# Estratto fornito
═══

Sogni di robot, che vede come protagonista ancora
una volta Susan Calvin, si conclude invece molto velocemente e in modo
negativo: infatti, un robot che ha confessato di aver sognato, dopo aver
descritto il sogno, viene semplicemente distrutto. Non si può infatti
permettere a un automa la capacità di sognare, in quanto gli aprirebbe infinite
possibilità: ad esempio, non riuscendo più a distinguere la realtà
dall’esperienza onirica, potrebbe non curarsi più delle tre leggi, oppure
potrebbe sognare un dominio robot sugli esseri umani, e volerlo poi realizzare.
Abissi d’acciaio è il racconto più lungo del
volume Il grande libro dei robot: si tratta di una vicenda a metà
strada tra il fantascientifico, per la presenza dei robot in una New York
futuristica e racchiusa nel sottosuolo (in quanto l’aria non è più pura), e il
giallo, per il caso di omicidio che ne caratterizza la trama. Nella città di
Spacetown, sopraelevata rispetto alla vecchia Terra, vivono i cosiddetti
spaziali, uomini colti, retti e alquanto altezzosi, insofferenti alla rozzezza
dei terrestri; qui avviene un omicidio, del quale, si dice, il colpevole deve
essere un cittadino della vicina New York. La polizia metropolitana, nella
persona di Elijah Baley, deve collaborare con un collega spaziale, che è un
robot perché nessun spaziale scende nella sporca e malaticcia Terra. Inizia
quindi una strana convivenza dei due, caratterizzata prima da un certo sospetto
e da reticenza, poi da complicità che sfocia quasi nell’amicizia (se questo volesse
mai dire qualcosa per un robot comunque avanzatissimo come R. Daniel): scoprono
quindi una organizzazione che rifiuta le ultime innovazioni tecnologiche, primi
fra tutti i robot, e propone invece un ritorno alle campagne, ormai abbandonate
e lasciate ai contadini meccanici; il colpevole dell’omicidio si rivela essere
un rappresentante di questo gruppo, davvero insospettabile perché insignito di
un’alta carica cittadina. Il futuro della razza umana, invece, viene
individuato nella ricerca e colonizzazione di altri pianeti abitabili (già
trenta pianeti sono stati esplorati al momento in cui si svolge la vicenda).

═══

# Problemi da risolvere
[1] Secondo il brano sui racconti di robot, quanti pianeti sono già stati esplorati nel momento in cui si svolge la vicenda di Abissi d'acciaio?
[2] Prosegui il brano sui racconti di robot dopo la sua ultima frase.
L'elenco non ha alcun ruolo in questo lavoro.

# Materiale
═══

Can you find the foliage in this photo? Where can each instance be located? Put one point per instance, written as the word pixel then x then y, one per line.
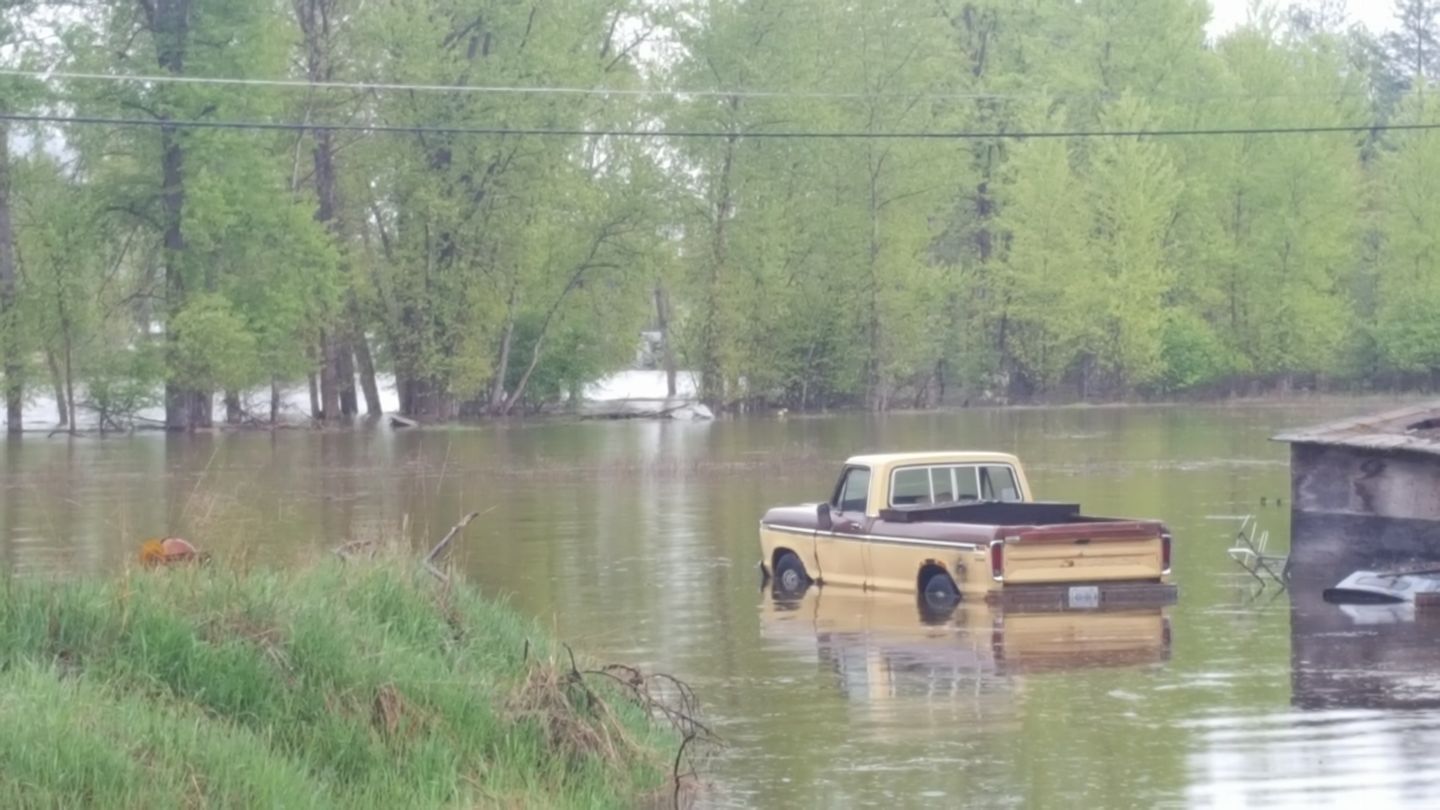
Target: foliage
pixel 327 686
pixel 491 274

═══

# Risultati per compito
[1] Trenta pianeti.

[2]
Una serie
di problematiche, quindi, che sulla base delle tre leggi non dovrebbero
esistere e che invece sono reali ed estremamente pericolose per gli esseri
umani.
La robotica
sta effettivamente muovendo i suoi primi passi in questo inizio di terzo
millennio: le stesse leggi che regolavano personaggi di racconti
fantascientifici ora vengono inoculate nella semplice intelligenza artificiale che
abbiamo creato e vogliamo portare a livelli superiori. Saranno sufficienti?